REQUEST:
Present every line of the rows below as a Markdown table with the columns Number and Content, skipping any blank lines.

SUPPLIED ENTRIES:
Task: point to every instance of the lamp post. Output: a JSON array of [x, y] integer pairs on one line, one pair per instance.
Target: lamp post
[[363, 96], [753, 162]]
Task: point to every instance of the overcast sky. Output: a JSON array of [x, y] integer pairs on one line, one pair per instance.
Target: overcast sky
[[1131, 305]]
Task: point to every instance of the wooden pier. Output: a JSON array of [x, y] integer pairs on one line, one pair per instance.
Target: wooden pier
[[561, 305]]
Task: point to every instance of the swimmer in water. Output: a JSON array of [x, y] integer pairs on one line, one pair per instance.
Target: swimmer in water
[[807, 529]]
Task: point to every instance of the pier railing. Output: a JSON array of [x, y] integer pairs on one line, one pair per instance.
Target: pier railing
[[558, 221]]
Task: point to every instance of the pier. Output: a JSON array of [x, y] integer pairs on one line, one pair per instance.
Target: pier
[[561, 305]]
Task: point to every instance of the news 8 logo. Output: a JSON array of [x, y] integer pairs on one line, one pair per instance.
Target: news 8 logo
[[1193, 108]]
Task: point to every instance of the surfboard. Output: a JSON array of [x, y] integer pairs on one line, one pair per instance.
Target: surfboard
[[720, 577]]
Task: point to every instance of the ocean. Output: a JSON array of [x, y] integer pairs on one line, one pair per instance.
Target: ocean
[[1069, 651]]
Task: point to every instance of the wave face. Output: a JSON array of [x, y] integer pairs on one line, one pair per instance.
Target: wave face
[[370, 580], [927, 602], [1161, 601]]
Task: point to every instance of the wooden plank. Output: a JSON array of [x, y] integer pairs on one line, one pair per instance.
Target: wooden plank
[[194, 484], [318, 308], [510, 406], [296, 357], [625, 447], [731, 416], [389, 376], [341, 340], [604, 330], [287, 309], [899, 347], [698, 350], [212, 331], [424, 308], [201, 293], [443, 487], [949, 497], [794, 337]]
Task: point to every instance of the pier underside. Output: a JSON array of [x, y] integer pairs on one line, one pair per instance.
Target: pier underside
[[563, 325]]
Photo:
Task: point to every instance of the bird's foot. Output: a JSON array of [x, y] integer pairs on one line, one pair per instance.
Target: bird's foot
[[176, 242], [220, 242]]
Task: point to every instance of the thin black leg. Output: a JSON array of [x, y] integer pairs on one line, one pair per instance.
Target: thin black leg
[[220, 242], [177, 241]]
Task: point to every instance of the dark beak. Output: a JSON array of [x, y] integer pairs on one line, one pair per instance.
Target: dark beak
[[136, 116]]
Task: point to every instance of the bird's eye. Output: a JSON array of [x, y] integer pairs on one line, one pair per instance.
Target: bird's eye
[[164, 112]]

ANSWER:
| Number | Content |
|---|---|
| 1 | Task: point to every instance of the lamp post. Output: a JSON array of [x, y] integer pairs on one line, one pair per instance. |
| 2 | Target: lamp post |
| 3 | [[363, 96], [753, 162]] |
| 4 | Task: point to every instance of the overcast sky. Output: a JSON array of [x, y] integer pairs on one line, one pair per instance. |
| 5 | Target: overcast sky |
| 6 | [[1131, 305]] |
| 7 | Task: point to every instance of the wooden pier. Output: a JSON array of [x, y] integer pairs on one line, one pair per instance. |
| 8 | Target: wooden pier |
| 9 | [[561, 305]] |
| 10 | Task: point to every instance of the swimmer in water. Output: a JSON array of [x, y] integer pairs on one line, one pair per instance. |
| 11 | Target: swimmer in water |
| 12 | [[807, 529]] |
| 13 | Task: point to every instance of the pier railing. Output: a JSON array of [x, y] integer pairs on one line, one pair per instance. |
| 14 | Target: pier railing |
| 15 | [[558, 221]] |
| 16 | Task: point to every instance of the pier. Output: a JSON array of [x, y] integer pairs on one line, one pair per instance. |
| 17 | Target: pier |
| 18 | [[561, 305]] |
| 19 | Task: point to every instance of the news 8 logo. Output: a JSON array of [x, y] integer pairs on one line, one pair per instance. |
| 20 | Target: news 8 logo |
| 21 | [[1193, 108]] |
| 22 | Task: point to every instance of the surfboard. Output: a JSON array of [x, y] integer pairs on one line, one pair per instance. |
| 23 | Target: surfboard |
| 24 | [[720, 577]] |
| 25 | Task: point to every instance of the ocean. Output: a JSON array of [x, y] integer pairs on one line, one pair per instance. |
| 26 | Target: ocean |
| 27 | [[1069, 651]] |
| 28 | Task: point to every instance of the wave face. Output: a JSON array of [x, y] integer pairs on one line, one pair per instance. |
| 29 | Target: wave face |
| 30 | [[370, 580], [927, 602], [1161, 601]] |
| 31 | Task: point to every instance of the wooden plank. Output: a JSON array of [x, y] integer pairs on one line, one pair per instance. |
| 32 | Target: wooden plank |
| 33 | [[194, 484], [318, 308], [510, 406], [296, 357], [625, 447], [731, 416], [389, 376], [341, 340], [604, 330], [287, 309], [899, 347], [698, 350], [212, 331], [424, 308], [201, 293], [443, 487], [949, 497], [794, 337]] |
| 34 | Task: point to every instance of the pier underside. Output: a JSON array of [x, y] integer pairs on one line, one pair per instance. |
| 35 | Target: pier underside |
| 36 | [[563, 325]] |
| 37 | Photo: |
| 38 | Task: point to every instance of the bird's foot. Output: a JSON array of [x, y] integer pairs on one line, one pair per instance. |
| 39 | Target: bird's foot |
| 40 | [[176, 242], [220, 242]] |
| 41 | Task: point to every instance of the thin black leg. Output: a JSON array of [x, y] integer pairs on one line, one pair per instance. |
| 42 | Target: thin black leg |
| 43 | [[220, 242], [177, 241]] |
| 44 | Task: point to every instance of the dark beak. Output: a JSON array of [x, y] integer pairs on one line, one pair per instance. |
| 45 | Target: dark beak |
| 46 | [[136, 116]] |
| 47 | Task: point to every instance of the bird's eye. Output: a JSON array of [x, y] integer pairs on one line, one pair per instance. |
| 48 | Target: bird's eye |
| 49 | [[164, 112]] |